## Work instruction
Extract all of the entries and give them again, word for word.

[Records from a data collection]
::::::::::

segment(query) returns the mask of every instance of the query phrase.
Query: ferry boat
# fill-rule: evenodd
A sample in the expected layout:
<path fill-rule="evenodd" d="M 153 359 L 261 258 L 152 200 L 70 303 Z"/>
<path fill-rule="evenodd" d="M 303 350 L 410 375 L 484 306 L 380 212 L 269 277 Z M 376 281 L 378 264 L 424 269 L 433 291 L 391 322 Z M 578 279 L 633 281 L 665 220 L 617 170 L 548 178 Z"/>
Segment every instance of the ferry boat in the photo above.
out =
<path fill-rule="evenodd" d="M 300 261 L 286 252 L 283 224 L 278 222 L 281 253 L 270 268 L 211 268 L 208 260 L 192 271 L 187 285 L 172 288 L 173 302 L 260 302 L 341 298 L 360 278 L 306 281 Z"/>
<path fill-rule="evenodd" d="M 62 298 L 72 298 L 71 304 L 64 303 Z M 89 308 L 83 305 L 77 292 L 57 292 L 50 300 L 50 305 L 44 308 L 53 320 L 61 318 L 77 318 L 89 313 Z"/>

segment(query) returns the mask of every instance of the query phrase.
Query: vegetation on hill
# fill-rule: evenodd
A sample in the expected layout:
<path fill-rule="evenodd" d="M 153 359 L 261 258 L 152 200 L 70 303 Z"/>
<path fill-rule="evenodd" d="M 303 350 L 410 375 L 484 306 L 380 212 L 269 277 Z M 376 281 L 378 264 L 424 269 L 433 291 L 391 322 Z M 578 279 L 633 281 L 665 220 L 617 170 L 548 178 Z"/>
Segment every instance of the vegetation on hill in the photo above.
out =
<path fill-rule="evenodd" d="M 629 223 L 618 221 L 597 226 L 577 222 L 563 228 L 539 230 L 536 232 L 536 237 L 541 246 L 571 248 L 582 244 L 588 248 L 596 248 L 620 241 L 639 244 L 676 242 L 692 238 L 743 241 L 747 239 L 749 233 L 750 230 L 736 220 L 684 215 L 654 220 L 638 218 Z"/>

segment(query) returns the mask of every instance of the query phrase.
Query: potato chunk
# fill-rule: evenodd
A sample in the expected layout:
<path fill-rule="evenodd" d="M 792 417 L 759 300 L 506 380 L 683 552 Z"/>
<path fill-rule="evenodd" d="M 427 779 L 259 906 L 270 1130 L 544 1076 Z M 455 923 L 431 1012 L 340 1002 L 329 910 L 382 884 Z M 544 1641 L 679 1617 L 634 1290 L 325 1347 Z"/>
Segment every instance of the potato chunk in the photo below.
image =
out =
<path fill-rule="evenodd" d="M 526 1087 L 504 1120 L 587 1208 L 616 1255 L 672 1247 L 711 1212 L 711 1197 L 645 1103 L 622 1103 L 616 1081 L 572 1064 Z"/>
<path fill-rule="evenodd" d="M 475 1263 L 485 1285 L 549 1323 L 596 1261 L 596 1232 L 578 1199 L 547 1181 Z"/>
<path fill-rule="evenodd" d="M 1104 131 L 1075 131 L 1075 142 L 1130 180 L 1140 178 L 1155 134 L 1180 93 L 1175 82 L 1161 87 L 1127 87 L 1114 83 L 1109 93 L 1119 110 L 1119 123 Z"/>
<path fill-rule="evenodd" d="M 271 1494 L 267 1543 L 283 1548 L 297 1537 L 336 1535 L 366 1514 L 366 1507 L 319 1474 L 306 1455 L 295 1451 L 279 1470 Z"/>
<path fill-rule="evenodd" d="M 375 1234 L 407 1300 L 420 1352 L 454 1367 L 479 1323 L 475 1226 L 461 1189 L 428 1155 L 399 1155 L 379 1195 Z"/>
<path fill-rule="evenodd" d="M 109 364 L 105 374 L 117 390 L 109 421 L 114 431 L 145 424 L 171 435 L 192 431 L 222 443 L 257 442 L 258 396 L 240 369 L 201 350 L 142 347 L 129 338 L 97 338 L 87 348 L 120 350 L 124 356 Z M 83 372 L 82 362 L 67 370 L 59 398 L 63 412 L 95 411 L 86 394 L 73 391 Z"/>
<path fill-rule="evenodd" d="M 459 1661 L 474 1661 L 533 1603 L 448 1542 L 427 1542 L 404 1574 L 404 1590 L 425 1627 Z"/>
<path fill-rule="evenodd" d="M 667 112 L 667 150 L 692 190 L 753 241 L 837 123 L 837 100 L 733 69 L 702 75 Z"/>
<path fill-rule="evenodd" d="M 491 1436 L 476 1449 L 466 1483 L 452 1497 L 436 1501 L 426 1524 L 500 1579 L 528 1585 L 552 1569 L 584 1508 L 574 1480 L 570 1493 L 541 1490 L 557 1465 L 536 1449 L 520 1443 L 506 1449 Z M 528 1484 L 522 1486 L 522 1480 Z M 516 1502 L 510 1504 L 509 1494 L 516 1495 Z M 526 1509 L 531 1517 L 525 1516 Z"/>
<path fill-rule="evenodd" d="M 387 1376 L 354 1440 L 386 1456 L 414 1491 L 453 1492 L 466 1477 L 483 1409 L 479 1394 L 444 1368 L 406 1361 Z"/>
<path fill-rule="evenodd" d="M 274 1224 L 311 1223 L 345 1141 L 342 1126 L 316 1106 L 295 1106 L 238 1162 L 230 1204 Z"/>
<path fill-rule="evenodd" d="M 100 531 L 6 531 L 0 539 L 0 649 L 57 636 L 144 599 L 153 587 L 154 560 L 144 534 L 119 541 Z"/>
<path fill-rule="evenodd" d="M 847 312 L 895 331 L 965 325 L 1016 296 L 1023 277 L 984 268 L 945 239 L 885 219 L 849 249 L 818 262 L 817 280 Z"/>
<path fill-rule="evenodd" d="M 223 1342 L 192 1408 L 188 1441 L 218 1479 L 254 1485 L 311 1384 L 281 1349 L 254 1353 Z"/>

::::::::::

## Finished task
segment(query) returns the mask of every instance of the query phrase.
Query: ferry boat
# fill-rule: evenodd
A sample in the expected layout:
<path fill-rule="evenodd" d="M 153 359 L 261 258 L 152 200 L 70 303 Z"/>
<path fill-rule="evenodd" d="M 303 350 L 410 375 L 484 306 L 380 212 L 269 277 Z M 376 281 L 378 264 L 424 269 L 433 291 L 391 322 Z M 578 279 L 633 281 L 665 220 L 617 170 L 548 178 Z"/>
Segment every instance of the ferry boat in the photo above.
out =
<path fill-rule="evenodd" d="M 300 261 L 286 252 L 283 224 L 278 222 L 281 253 L 270 268 L 211 268 L 208 260 L 192 271 L 187 285 L 172 288 L 173 302 L 260 302 L 341 298 L 360 278 L 306 281 Z"/>
<path fill-rule="evenodd" d="M 62 298 L 72 298 L 71 304 L 64 303 Z M 89 308 L 83 305 L 77 292 L 57 292 L 50 300 L 50 305 L 44 308 L 53 320 L 61 318 L 77 318 L 89 313 Z"/>

segment(query) returns the mask of every instance of the query phrase.
Query: vegetation on hill
# fill-rule: evenodd
A sample in the expected layout:
<path fill-rule="evenodd" d="M 153 359 L 261 258 L 152 200 L 70 303 Z"/>
<path fill-rule="evenodd" d="M 303 350 L 410 375 L 484 306 L 380 212 L 269 277 Z M 376 281 L 378 264 L 424 269 L 433 291 L 391 322 Z M 578 279 L 633 281 L 665 220 L 617 170 L 548 178 Z"/>
Segment every instance of the vegetation on hill in the photo above.
out =
<path fill-rule="evenodd" d="M 629 223 L 618 221 L 597 226 L 577 222 L 563 228 L 539 230 L 536 232 L 536 237 L 541 246 L 571 248 L 582 244 L 588 248 L 596 248 L 620 241 L 639 244 L 676 242 L 692 238 L 743 241 L 747 239 L 749 233 L 750 230 L 736 220 L 684 215 L 654 220 L 638 218 Z"/>

segment(query) returns the mask of every instance of the query phrase.
Query: potato chunk
# fill-rule: evenodd
A sample in the expected layout:
<path fill-rule="evenodd" d="M 792 417 L 759 300 L 506 380 L 683 552 Z"/>
<path fill-rule="evenodd" d="M 427 779 L 259 906 L 270 1130 L 544 1076 Z M 455 923 L 431 1012 L 340 1002 L 329 910 L 382 884 Z M 544 1641 L 679 1617 L 634 1290 L 325 1347 Z"/>
Segment every instance of the potato chunk in the photo below.
image =
out =
<path fill-rule="evenodd" d="M 526 1087 L 504 1120 L 587 1208 L 616 1255 L 672 1247 L 711 1212 L 711 1197 L 645 1103 L 622 1103 L 616 1081 L 572 1064 Z"/>
<path fill-rule="evenodd" d="M 475 1263 L 485 1285 L 549 1323 L 596 1261 L 596 1232 L 578 1199 L 547 1181 Z"/>
<path fill-rule="evenodd" d="M 1104 131 L 1075 131 L 1075 142 L 1130 180 L 1140 178 L 1155 134 L 1180 93 L 1175 82 L 1161 87 L 1127 87 L 1114 83 L 1109 93 L 1119 110 L 1119 123 Z"/>
<path fill-rule="evenodd" d="M 271 1494 L 267 1543 L 283 1548 L 297 1537 L 336 1535 L 366 1514 L 366 1507 L 319 1474 L 306 1455 L 295 1451 L 279 1470 Z"/>
<path fill-rule="evenodd" d="M 375 1234 L 407 1300 L 420 1352 L 454 1367 L 479 1323 L 475 1226 L 461 1189 L 428 1155 L 399 1155 L 379 1195 Z"/>
<path fill-rule="evenodd" d="M 109 364 L 105 374 L 117 390 L 109 421 L 114 431 L 145 424 L 171 435 L 192 431 L 222 443 L 257 442 L 258 396 L 240 369 L 201 350 L 142 347 L 129 338 L 97 338 L 87 348 L 120 350 L 124 356 Z M 83 372 L 82 362 L 67 370 L 59 398 L 63 412 L 95 411 L 86 394 L 73 391 Z"/>
<path fill-rule="evenodd" d="M 459 1661 L 474 1661 L 533 1603 L 448 1542 L 427 1542 L 404 1574 L 404 1590 L 425 1627 Z"/>
<path fill-rule="evenodd" d="M 667 112 L 667 150 L 692 190 L 753 241 L 837 123 L 837 100 L 733 69 L 702 75 Z"/>
<path fill-rule="evenodd" d="M 491 1436 L 476 1449 L 466 1483 L 452 1497 L 436 1501 L 426 1524 L 500 1579 L 528 1585 L 552 1569 L 584 1508 L 574 1480 L 570 1493 L 541 1490 L 557 1465 L 536 1449 L 520 1443 L 506 1449 Z M 528 1484 L 522 1486 L 522 1480 Z M 516 1502 L 510 1504 L 509 1494 L 516 1495 Z M 526 1509 L 531 1517 L 525 1516 Z"/>
<path fill-rule="evenodd" d="M 387 1376 L 354 1440 L 386 1456 L 414 1491 L 453 1492 L 466 1477 L 483 1409 L 479 1394 L 444 1368 L 406 1361 Z"/>
<path fill-rule="evenodd" d="M 274 1224 L 311 1223 L 345 1141 L 342 1126 L 316 1106 L 295 1106 L 238 1162 L 230 1204 Z"/>
<path fill-rule="evenodd" d="M 100 531 L 6 531 L 0 539 L 0 649 L 57 636 L 144 599 L 153 587 L 154 560 L 144 534 L 119 541 Z"/>
<path fill-rule="evenodd" d="M 847 312 L 895 331 L 965 325 L 1016 296 L 1023 277 L 984 268 L 945 239 L 885 219 L 849 249 L 818 262 L 817 280 Z"/>
<path fill-rule="evenodd" d="M 223 1342 L 192 1408 L 188 1441 L 218 1479 L 254 1485 L 311 1384 L 281 1349 L 254 1353 Z"/>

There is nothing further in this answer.